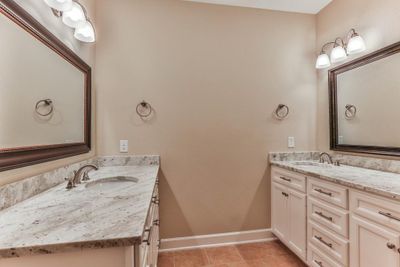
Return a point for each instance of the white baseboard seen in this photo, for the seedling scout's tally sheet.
(216, 240)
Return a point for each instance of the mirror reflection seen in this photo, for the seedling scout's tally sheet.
(42, 96)
(368, 104)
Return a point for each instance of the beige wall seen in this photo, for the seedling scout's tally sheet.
(214, 74)
(44, 15)
(376, 21)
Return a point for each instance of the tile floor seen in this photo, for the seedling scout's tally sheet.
(268, 254)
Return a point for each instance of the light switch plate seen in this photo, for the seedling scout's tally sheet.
(123, 146)
(291, 142)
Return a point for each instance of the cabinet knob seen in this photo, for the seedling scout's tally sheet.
(391, 246)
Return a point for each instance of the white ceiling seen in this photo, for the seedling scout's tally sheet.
(301, 6)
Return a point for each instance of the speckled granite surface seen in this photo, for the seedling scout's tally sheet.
(84, 217)
(14, 193)
(377, 182)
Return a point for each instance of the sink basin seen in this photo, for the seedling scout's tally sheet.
(313, 164)
(109, 182)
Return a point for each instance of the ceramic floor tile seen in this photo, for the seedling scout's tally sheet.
(268, 254)
(223, 255)
(191, 258)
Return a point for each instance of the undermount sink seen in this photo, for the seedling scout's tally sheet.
(109, 182)
(313, 164)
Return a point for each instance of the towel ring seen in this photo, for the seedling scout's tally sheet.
(144, 109)
(350, 112)
(282, 111)
(47, 103)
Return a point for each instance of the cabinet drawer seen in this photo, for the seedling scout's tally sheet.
(291, 179)
(318, 259)
(383, 211)
(331, 244)
(332, 217)
(328, 192)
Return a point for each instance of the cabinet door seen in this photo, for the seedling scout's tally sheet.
(280, 213)
(373, 245)
(297, 222)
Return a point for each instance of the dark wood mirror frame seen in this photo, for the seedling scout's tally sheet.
(333, 109)
(21, 157)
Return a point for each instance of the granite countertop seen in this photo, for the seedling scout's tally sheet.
(378, 182)
(94, 217)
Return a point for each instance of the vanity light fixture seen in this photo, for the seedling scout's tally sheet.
(59, 5)
(355, 44)
(74, 15)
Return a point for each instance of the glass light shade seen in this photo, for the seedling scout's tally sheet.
(60, 5)
(338, 54)
(356, 45)
(85, 32)
(74, 16)
(323, 62)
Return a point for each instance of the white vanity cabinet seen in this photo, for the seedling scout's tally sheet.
(374, 231)
(334, 225)
(289, 210)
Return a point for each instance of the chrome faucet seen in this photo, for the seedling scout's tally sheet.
(81, 175)
(325, 157)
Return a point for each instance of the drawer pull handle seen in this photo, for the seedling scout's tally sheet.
(323, 192)
(324, 216)
(389, 215)
(391, 246)
(147, 240)
(320, 239)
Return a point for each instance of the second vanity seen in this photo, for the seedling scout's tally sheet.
(333, 216)
(110, 220)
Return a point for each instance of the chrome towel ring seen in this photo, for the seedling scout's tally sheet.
(144, 109)
(281, 112)
(44, 103)
(350, 112)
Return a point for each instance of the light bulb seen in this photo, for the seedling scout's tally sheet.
(85, 32)
(356, 45)
(338, 54)
(323, 61)
(74, 16)
(60, 5)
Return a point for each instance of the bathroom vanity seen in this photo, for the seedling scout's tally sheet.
(110, 220)
(336, 215)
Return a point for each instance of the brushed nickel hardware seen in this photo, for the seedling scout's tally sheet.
(76, 179)
(281, 112)
(147, 240)
(325, 157)
(144, 109)
(391, 245)
(389, 215)
(320, 239)
(324, 216)
(286, 179)
(323, 192)
(45, 103)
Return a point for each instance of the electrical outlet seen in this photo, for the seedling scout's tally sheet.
(123, 146)
(291, 142)
(341, 139)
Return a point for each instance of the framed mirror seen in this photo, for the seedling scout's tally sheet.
(364, 104)
(45, 93)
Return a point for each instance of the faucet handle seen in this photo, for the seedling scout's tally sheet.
(85, 176)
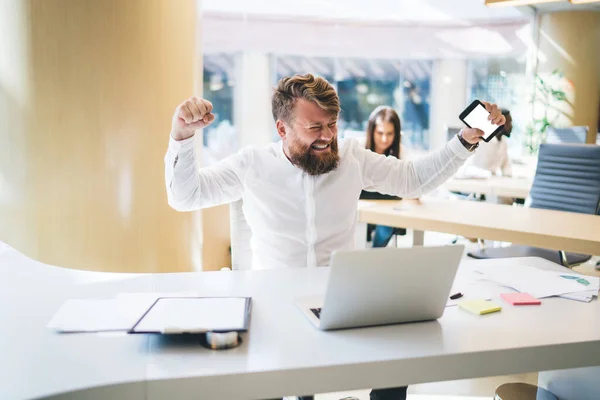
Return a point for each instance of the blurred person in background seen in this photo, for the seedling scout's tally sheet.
(493, 156)
(383, 137)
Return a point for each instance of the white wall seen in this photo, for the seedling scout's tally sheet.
(448, 98)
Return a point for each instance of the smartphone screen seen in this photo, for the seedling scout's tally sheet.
(477, 118)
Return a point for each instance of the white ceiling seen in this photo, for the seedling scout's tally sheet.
(443, 12)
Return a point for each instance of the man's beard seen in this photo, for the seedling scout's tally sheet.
(315, 163)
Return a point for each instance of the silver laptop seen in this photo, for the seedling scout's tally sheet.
(385, 286)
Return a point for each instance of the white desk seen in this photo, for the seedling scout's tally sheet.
(282, 354)
(494, 186)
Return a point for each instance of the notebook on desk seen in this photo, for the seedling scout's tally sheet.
(172, 315)
(365, 195)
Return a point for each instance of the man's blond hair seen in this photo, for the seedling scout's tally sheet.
(308, 87)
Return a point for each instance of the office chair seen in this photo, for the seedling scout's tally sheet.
(451, 132)
(522, 391)
(573, 134)
(365, 195)
(567, 179)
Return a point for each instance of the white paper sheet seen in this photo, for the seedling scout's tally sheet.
(540, 283)
(100, 315)
(194, 315)
(95, 315)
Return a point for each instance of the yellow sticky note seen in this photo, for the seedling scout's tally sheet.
(479, 307)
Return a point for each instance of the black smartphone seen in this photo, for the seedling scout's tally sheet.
(476, 116)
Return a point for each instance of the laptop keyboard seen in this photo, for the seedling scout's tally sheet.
(317, 312)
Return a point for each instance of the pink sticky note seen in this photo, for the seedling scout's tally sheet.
(520, 299)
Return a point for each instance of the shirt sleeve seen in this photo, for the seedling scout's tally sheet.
(411, 178)
(191, 189)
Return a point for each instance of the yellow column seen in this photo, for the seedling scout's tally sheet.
(87, 91)
(570, 41)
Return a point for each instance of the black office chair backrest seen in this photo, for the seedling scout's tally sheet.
(567, 178)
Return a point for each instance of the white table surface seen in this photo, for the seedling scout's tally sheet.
(282, 354)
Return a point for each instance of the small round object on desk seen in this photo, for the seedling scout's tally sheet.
(221, 341)
(522, 391)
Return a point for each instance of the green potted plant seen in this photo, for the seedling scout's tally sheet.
(551, 97)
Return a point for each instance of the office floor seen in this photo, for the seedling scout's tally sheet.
(467, 389)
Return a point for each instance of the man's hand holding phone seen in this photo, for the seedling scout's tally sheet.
(484, 120)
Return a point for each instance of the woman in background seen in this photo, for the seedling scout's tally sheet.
(383, 137)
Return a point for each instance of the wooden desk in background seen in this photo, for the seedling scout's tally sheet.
(494, 186)
(557, 230)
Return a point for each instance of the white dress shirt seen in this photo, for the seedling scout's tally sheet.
(298, 220)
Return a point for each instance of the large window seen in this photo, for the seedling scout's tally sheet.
(365, 84)
(220, 138)
(503, 81)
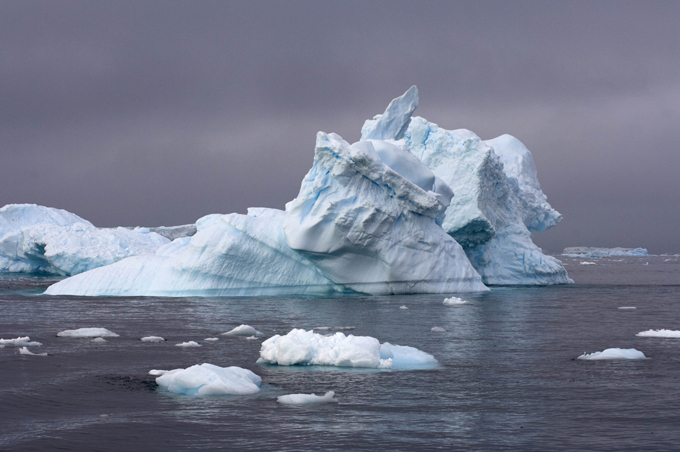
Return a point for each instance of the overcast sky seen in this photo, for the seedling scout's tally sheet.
(157, 113)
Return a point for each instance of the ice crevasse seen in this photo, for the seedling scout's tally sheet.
(378, 216)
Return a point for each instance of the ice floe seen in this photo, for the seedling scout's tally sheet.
(87, 332)
(25, 351)
(614, 353)
(300, 347)
(659, 333)
(307, 399)
(188, 344)
(208, 380)
(24, 341)
(243, 330)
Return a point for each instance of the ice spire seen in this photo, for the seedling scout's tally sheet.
(392, 124)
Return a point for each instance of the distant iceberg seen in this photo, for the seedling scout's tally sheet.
(584, 251)
(385, 215)
(497, 201)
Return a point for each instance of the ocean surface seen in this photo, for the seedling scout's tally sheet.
(507, 380)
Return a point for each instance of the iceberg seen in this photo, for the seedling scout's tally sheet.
(584, 251)
(614, 353)
(300, 347)
(209, 380)
(38, 239)
(659, 333)
(307, 399)
(87, 332)
(23, 341)
(498, 200)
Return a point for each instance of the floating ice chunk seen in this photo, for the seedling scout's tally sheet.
(309, 348)
(188, 344)
(659, 333)
(41, 239)
(87, 332)
(23, 341)
(454, 301)
(614, 353)
(307, 399)
(243, 330)
(208, 379)
(25, 351)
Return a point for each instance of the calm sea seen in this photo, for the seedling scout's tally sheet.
(508, 379)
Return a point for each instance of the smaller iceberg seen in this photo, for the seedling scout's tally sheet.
(209, 380)
(300, 347)
(614, 353)
(584, 251)
(25, 351)
(243, 330)
(659, 333)
(87, 332)
(23, 341)
(38, 239)
(307, 399)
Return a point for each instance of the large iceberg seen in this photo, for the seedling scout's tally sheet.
(357, 226)
(38, 239)
(497, 201)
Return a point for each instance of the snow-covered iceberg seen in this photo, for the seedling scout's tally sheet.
(300, 347)
(584, 251)
(209, 380)
(497, 201)
(38, 239)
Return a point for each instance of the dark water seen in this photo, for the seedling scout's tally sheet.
(508, 379)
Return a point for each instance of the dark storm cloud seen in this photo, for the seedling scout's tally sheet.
(160, 112)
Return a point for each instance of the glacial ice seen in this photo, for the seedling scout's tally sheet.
(497, 201)
(455, 301)
(300, 347)
(659, 333)
(376, 217)
(26, 351)
(584, 251)
(614, 353)
(209, 380)
(243, 330)
(23, 341)
(188, 344)
(87, 332)
(38, 239)
(307, 399)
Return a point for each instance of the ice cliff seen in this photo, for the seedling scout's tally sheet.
(498, 200)
(37, 239)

Goal of the exercise → Only the lines from the one with "Return a point for each instance of the snow-covered" through the final line above should be repeated, each exactly as written.

Result →
Return a point for each instance of the snow-covered iceberg seen in this photo, for the seedling scout's tally sheet.
(300, 347)
(584, 251)
(209, 380)
(497, 201)
(38, 239)
Return a point for each instance of the dark water seen in this photo, for the seedling scout's tally sheet.
(508, 379)
Return a point for each instance of the dark storm cloud seen in this photo, for the seedling scout's tally sheet.
(160, 112)
Return a point for each instance of the glacial ice seen in this photo, for the seedling scout's tally sheet.
(497, 201)
(455, 301)
(300, 347)
(659, 333)
(376, 217)
(26, 351)
(584, 251)
(614, 353)
(209, 380)
(243, 330)
(23, 341)
(188, 344)
(87, 332)
(38, 239)
(307, 399)
Return a point for each instance of the ice cliff seen in this photo, for the seedling scout's tally sheet.
(498, 200)
(37, 239)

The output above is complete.